───── TEXTO FORNECIDO

Posto isto, sem nos arvorarmos em alarmistas e/ou eurocépticos, pois desde a primeira hora sempre fomos e continuaremos a ser seguidores convictos do destino histórico dos Povos – e a Destinação do Povo Português, ou seja o quarto «D», acreditamos ser mesmo este da Comunidade Europeia – compete-nos a todos assumirmos a nossa condição de cidadãos comunitários de pleno direito criando em nós um élan energético para fazermos do nosso quotidiano um laboratório pragmático de renovação permanente no sentido da construção de um futuro melhor para cada um de nós e, quanto possível, do nosso colectivo social. Desta forma, procuremos confrontar e ultrapassar este já quase crónico pessimismo nacional com atitudes de empenhamento, de criatividade e originalidade, apostando numa maior qualificação e determinação, tendo em conta, nesta dinâmica, uma selectividade de valores condizentes com a « maneira de ser portuguesa » afastando, a cada hora que passa, todo e qualquer complexo de sermos “povo menor” e destinatários das sobras alheias.

──────────

DETALHES DO EXERCÍCIO:
Retome o texto acima sobre Portugal e a Comunidade Europeia e continue-o a partir da última frase. As linhas abaixo provêm de outra fonte.

───── DADOS EXTRAÍDOS

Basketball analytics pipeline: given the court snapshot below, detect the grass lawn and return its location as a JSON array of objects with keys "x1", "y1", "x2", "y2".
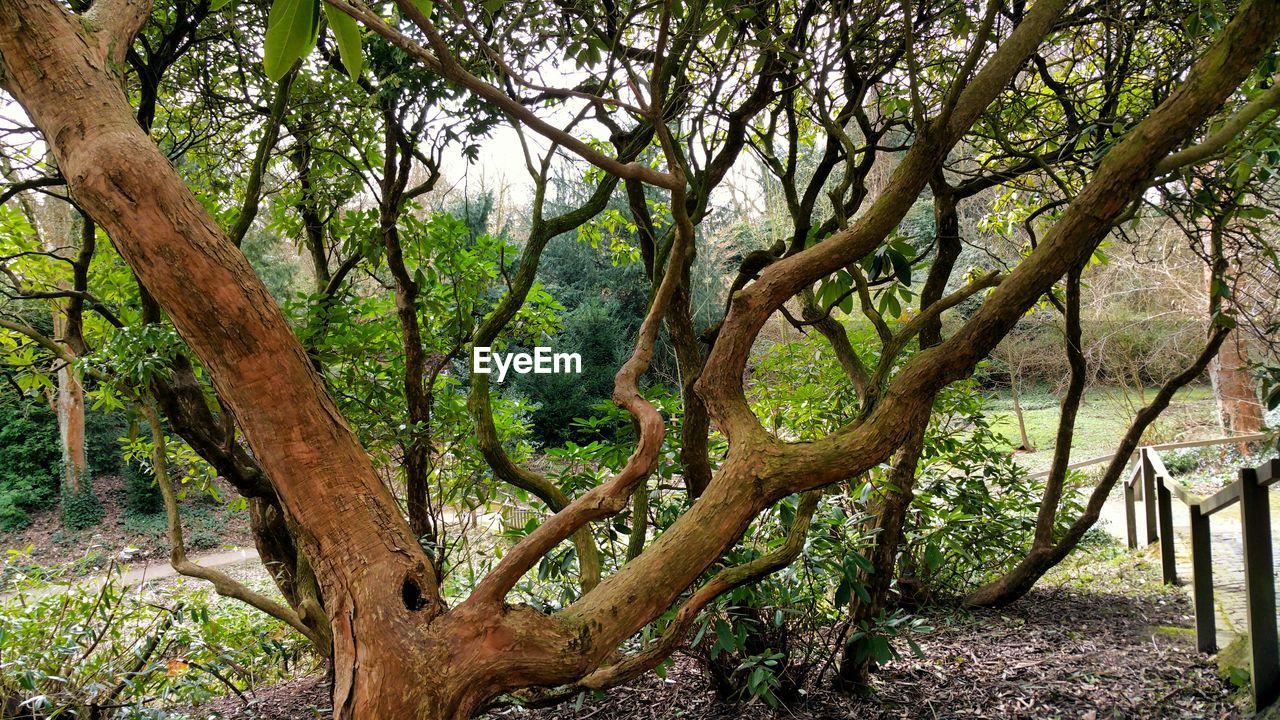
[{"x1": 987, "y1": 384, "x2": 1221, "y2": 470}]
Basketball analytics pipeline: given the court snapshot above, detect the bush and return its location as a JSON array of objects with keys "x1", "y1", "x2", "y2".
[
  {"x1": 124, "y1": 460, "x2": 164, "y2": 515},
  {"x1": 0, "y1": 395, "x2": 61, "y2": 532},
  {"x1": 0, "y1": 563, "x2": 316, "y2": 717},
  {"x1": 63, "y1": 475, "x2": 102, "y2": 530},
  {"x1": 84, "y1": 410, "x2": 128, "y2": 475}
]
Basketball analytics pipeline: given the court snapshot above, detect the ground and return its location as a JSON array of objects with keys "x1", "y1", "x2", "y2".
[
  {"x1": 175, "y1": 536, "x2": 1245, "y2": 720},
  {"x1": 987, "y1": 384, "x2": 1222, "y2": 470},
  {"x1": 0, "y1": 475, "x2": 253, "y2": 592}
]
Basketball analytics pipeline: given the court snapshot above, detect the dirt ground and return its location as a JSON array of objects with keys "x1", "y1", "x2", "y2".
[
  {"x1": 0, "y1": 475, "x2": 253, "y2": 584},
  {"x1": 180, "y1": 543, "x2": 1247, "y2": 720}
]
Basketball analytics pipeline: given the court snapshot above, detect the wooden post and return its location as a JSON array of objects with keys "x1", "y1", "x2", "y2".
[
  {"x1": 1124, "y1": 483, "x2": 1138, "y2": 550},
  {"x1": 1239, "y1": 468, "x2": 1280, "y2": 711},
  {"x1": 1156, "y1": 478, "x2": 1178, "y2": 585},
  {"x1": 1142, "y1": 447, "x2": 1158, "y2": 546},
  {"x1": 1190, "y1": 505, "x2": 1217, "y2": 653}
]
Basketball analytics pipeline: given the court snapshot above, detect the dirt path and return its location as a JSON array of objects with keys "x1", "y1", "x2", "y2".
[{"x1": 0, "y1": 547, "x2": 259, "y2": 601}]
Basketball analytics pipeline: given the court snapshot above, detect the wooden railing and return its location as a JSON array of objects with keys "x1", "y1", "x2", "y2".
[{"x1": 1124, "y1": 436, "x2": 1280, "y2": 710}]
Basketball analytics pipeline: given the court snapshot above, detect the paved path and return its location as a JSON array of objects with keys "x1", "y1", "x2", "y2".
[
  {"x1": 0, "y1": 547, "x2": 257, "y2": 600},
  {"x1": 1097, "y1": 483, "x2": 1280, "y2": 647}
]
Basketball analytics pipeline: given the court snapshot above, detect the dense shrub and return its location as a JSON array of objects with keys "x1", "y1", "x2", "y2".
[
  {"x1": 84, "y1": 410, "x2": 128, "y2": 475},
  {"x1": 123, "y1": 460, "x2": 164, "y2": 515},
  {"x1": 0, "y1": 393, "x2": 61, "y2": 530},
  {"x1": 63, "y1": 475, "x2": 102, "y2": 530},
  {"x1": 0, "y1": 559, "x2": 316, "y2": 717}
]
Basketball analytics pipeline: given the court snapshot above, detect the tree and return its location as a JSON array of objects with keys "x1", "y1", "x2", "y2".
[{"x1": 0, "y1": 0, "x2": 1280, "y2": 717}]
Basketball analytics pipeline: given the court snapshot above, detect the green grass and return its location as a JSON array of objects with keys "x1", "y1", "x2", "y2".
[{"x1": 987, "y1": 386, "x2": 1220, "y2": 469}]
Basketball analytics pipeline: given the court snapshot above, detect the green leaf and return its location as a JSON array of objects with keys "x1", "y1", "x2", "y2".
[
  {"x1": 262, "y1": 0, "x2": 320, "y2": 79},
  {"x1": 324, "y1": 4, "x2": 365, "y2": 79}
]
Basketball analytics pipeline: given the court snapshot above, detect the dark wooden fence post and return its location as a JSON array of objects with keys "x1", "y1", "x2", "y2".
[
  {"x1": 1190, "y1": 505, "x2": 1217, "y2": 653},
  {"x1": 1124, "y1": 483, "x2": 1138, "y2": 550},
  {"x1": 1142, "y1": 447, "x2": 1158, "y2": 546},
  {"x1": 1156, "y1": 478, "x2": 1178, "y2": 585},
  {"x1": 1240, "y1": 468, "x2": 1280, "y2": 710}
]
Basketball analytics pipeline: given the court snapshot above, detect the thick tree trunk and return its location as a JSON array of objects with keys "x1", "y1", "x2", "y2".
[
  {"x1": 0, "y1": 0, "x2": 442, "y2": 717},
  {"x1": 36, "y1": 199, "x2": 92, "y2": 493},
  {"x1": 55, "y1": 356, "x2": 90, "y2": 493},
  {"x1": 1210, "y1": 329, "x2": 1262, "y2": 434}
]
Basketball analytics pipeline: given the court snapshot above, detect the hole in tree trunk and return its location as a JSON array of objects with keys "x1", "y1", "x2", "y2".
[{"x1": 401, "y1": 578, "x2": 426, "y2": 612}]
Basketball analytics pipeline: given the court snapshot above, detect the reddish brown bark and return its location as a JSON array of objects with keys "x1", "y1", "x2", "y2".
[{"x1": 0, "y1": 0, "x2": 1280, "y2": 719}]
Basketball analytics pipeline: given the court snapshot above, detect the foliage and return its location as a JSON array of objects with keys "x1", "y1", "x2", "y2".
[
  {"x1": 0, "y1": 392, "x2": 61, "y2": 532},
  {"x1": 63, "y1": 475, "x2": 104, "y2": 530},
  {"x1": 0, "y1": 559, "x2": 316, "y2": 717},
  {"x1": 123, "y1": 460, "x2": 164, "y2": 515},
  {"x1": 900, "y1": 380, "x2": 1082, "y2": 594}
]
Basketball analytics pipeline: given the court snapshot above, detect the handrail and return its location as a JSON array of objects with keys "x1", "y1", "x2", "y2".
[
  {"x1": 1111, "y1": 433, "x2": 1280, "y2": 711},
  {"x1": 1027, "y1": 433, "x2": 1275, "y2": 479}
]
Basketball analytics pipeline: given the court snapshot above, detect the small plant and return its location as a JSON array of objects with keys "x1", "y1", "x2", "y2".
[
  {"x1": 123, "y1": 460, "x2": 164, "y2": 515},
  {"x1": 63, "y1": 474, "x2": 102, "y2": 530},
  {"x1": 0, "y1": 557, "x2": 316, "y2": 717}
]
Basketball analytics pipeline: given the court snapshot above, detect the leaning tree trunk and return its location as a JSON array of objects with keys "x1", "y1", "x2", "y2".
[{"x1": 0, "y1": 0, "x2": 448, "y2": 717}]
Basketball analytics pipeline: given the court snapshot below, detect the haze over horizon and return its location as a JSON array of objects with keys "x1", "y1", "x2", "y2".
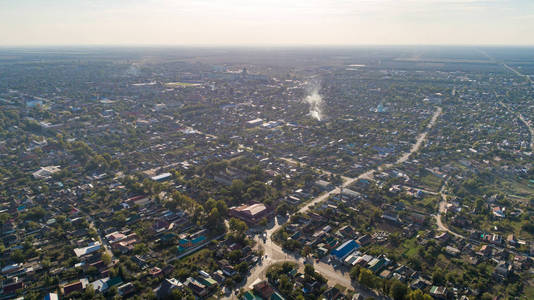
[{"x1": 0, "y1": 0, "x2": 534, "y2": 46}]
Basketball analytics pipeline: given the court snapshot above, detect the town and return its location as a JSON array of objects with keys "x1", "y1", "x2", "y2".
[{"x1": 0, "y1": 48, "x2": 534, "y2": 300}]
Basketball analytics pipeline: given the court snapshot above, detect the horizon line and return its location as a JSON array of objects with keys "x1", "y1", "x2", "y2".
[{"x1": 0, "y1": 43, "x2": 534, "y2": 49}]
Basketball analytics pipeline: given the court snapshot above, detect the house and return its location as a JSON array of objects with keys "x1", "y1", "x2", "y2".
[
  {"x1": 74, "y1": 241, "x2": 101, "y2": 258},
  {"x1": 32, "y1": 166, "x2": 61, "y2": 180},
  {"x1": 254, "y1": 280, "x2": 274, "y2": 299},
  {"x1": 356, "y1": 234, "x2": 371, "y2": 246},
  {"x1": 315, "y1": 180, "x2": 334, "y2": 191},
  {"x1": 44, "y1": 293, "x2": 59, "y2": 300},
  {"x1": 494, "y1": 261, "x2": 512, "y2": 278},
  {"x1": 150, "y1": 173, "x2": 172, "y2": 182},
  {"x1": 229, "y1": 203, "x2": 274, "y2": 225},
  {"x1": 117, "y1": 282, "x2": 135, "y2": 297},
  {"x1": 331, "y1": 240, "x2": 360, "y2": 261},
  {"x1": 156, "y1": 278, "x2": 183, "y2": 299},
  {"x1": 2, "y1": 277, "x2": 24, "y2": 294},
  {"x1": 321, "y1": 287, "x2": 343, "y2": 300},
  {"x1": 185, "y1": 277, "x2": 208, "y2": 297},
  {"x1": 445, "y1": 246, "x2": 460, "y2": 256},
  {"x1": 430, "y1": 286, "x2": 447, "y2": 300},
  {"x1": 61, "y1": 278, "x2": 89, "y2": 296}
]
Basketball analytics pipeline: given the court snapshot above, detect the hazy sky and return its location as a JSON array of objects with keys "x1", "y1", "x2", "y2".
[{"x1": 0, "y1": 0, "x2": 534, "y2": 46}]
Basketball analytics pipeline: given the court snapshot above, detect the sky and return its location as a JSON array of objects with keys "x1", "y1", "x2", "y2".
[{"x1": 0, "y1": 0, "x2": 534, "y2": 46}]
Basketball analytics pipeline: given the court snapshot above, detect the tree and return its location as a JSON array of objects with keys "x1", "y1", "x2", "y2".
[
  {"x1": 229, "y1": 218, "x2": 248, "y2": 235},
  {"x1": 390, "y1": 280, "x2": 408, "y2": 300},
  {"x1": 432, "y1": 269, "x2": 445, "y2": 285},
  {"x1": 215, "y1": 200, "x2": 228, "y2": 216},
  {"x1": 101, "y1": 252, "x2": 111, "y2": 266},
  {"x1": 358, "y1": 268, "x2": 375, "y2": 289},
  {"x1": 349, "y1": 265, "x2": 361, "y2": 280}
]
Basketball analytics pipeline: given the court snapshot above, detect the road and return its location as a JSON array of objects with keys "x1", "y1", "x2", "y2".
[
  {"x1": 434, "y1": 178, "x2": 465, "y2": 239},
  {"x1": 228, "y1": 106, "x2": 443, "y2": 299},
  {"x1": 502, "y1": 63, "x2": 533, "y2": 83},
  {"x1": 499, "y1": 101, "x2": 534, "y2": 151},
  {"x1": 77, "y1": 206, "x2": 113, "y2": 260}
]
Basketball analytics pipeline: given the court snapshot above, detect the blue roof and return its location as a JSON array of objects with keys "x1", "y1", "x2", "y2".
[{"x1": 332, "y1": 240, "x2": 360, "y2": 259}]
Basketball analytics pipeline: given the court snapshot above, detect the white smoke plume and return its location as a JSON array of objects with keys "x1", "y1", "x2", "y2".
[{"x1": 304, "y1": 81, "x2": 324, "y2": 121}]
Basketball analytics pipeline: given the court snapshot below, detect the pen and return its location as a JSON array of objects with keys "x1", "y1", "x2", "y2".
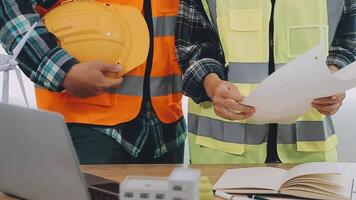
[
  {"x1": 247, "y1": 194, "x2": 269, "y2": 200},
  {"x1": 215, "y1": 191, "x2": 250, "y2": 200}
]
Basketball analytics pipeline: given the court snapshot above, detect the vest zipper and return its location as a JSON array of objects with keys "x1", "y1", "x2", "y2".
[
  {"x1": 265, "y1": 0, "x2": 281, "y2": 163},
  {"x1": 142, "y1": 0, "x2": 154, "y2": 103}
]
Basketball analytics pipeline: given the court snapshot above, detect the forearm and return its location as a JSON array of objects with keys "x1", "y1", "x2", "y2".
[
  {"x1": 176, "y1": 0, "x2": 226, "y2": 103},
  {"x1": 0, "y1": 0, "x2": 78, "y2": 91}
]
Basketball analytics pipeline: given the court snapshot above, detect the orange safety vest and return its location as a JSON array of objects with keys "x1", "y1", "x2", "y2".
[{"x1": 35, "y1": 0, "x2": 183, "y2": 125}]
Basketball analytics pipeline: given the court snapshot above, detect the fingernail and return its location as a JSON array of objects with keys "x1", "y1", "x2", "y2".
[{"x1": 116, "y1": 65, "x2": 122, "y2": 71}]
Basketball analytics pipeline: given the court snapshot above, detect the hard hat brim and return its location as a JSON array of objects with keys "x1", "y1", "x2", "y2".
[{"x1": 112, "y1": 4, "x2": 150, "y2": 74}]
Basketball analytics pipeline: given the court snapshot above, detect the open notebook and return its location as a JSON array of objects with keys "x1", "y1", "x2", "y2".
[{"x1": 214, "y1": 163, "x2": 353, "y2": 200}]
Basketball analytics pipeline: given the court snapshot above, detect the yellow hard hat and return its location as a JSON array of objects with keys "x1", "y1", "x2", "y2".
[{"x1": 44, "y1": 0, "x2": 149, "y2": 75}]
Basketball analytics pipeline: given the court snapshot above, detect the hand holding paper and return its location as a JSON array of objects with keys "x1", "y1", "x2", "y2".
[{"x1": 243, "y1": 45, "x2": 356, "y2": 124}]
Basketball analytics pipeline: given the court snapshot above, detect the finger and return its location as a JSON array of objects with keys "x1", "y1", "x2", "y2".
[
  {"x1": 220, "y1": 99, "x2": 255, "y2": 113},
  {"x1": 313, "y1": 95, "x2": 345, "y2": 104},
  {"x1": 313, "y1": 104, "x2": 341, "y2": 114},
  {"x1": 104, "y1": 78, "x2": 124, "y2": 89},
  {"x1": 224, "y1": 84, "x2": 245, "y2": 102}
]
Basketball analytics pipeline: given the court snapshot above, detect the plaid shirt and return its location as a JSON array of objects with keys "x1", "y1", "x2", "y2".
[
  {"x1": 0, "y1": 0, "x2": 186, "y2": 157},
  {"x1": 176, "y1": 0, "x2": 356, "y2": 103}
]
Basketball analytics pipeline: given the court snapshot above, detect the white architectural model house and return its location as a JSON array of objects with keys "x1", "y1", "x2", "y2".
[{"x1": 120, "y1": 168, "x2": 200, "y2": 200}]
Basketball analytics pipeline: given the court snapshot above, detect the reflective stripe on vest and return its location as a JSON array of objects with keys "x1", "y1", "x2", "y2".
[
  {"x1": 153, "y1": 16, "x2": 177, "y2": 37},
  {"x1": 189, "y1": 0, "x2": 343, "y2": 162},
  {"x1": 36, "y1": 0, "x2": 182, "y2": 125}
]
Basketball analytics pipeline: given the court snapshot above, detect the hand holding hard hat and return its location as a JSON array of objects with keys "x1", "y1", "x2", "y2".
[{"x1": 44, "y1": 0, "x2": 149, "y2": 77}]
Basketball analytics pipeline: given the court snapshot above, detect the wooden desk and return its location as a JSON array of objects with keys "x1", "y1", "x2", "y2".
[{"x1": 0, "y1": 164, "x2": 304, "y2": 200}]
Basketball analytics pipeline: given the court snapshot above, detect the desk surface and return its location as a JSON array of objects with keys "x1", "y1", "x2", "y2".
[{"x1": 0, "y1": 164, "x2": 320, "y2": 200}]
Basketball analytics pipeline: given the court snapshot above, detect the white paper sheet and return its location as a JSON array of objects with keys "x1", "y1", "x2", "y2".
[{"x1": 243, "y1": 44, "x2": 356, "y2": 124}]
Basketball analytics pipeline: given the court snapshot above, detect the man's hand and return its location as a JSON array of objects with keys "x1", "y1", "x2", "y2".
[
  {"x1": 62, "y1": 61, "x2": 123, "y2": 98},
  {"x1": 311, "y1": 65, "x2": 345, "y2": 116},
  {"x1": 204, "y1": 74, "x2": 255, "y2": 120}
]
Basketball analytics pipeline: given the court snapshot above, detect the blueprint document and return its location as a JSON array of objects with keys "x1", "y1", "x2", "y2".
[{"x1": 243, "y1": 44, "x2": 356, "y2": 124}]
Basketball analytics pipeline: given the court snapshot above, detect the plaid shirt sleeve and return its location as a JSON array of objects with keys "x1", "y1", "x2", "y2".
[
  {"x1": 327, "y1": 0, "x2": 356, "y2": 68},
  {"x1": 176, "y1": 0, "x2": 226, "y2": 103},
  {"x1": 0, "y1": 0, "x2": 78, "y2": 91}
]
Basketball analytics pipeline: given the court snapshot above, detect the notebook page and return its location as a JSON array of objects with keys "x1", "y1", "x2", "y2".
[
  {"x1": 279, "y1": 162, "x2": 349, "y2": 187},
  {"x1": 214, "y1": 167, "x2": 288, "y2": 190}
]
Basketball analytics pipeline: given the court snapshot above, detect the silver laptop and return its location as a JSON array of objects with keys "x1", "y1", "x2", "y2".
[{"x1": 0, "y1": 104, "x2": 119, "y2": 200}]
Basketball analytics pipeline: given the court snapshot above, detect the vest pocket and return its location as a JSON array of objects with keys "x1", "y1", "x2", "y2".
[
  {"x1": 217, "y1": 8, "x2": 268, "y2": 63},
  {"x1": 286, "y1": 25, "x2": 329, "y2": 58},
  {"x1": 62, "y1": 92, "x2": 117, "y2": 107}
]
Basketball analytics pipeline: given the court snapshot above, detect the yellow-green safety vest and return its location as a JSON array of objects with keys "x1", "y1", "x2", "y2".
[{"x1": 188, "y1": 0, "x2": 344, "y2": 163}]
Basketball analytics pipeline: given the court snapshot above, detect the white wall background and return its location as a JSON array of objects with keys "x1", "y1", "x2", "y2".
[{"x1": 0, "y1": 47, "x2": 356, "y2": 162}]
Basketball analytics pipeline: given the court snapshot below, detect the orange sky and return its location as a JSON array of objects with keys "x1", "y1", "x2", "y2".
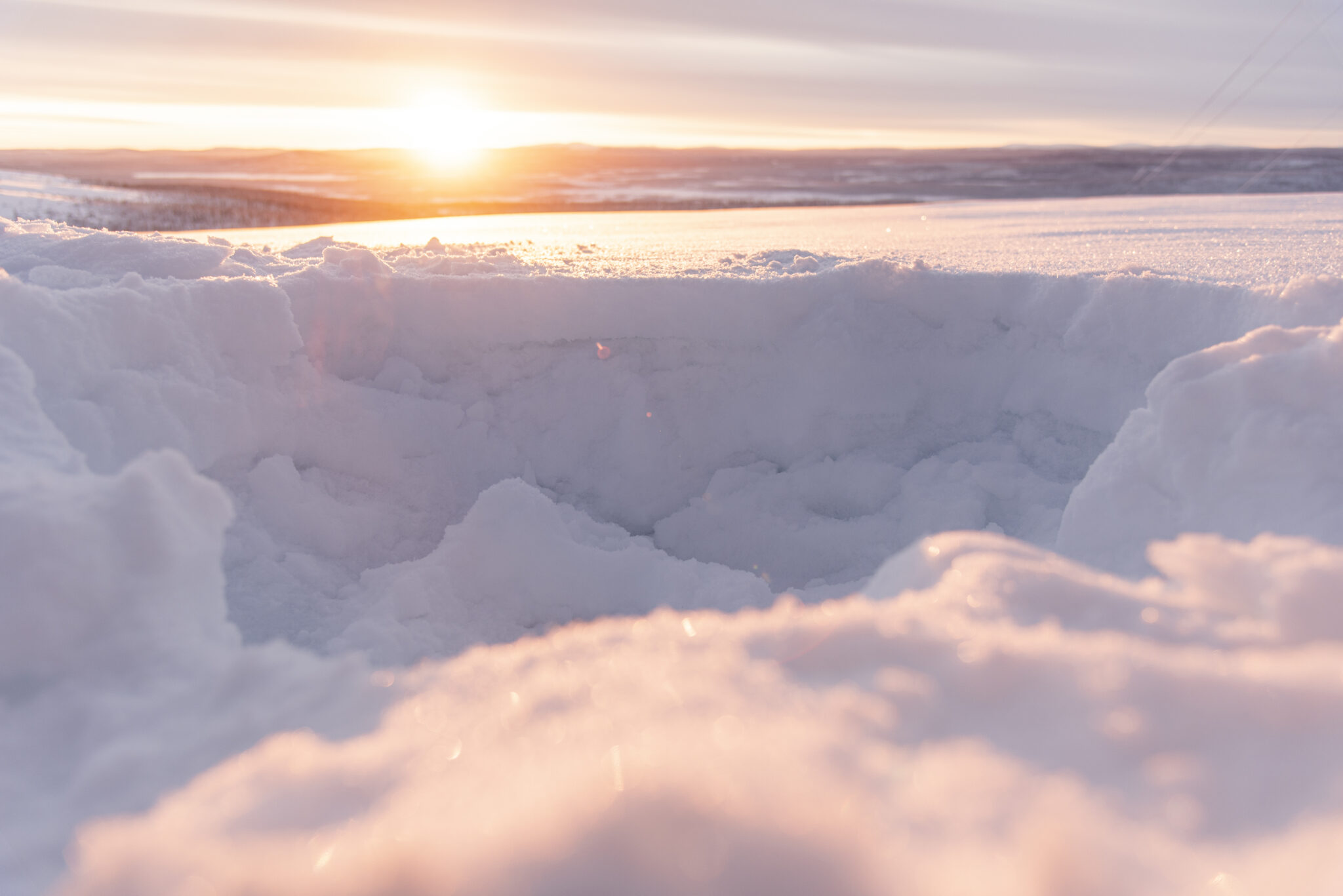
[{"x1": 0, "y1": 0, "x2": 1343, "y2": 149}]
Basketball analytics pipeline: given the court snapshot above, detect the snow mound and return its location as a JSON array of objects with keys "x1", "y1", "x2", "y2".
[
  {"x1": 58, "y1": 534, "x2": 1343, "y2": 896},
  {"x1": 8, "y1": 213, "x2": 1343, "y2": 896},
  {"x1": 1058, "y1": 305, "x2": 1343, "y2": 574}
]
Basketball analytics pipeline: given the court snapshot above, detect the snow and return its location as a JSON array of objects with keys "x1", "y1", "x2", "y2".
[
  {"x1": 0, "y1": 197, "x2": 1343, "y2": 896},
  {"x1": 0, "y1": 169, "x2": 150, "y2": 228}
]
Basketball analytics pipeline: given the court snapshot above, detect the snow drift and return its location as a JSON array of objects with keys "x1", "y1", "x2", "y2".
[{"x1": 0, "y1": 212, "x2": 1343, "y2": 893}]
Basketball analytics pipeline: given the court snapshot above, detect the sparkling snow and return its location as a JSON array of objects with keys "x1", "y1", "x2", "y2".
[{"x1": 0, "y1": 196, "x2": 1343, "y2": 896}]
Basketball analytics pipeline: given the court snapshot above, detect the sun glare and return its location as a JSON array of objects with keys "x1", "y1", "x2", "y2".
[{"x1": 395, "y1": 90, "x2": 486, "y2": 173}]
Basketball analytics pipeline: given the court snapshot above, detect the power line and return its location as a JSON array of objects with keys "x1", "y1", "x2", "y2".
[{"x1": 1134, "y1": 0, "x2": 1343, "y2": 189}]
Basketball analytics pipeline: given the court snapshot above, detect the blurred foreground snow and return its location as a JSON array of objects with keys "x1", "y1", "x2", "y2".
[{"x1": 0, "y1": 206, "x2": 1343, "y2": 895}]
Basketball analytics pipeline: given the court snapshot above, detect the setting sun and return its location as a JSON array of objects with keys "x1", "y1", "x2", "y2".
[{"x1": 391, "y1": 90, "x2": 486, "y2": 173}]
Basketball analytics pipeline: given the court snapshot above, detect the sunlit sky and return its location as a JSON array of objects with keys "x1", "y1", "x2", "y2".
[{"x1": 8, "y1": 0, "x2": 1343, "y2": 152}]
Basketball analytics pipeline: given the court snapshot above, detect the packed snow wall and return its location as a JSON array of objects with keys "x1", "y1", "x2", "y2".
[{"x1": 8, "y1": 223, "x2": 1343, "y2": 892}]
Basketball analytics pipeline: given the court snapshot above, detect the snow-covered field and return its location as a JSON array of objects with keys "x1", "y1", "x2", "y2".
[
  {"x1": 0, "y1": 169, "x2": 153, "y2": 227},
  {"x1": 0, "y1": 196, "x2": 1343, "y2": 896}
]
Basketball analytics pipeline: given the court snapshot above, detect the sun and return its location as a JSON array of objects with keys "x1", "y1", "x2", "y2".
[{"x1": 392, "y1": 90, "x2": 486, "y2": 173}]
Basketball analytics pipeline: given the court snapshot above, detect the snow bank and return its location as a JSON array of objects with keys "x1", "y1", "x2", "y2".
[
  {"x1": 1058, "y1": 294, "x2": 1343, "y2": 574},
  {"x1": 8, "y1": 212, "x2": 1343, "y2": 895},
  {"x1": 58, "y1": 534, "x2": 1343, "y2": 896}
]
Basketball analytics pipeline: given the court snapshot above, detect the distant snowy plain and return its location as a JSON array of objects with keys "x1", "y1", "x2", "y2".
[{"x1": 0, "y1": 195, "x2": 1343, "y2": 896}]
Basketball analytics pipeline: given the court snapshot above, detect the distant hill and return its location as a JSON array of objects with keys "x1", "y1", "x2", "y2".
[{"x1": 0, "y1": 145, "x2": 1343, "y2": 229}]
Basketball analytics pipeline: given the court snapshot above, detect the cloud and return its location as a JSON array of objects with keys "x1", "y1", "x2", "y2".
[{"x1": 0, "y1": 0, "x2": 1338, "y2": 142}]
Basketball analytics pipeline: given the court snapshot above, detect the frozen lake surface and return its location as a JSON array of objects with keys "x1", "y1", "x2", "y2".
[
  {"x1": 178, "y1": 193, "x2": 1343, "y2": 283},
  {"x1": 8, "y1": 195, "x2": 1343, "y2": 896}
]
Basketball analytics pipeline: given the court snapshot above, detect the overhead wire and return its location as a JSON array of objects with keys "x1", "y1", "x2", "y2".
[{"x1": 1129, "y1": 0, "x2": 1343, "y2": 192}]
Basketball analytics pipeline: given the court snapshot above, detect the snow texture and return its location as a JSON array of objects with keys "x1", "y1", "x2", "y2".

──────────

RESULTADO DA TAREFA:
Nós acreditamos que fazemos parte daqueles cidadãos nacionais capazes de transformar as realidades mais abjectas e inóquas em iniciativas criadoras de entusiasmo, de esperança e de verdade, tendo como meta imediata a construção de um PORTUGAL MELHOR.

Artigo escrito por alturas das

«Comemorações do 30º Aniversário do 25 de Abril»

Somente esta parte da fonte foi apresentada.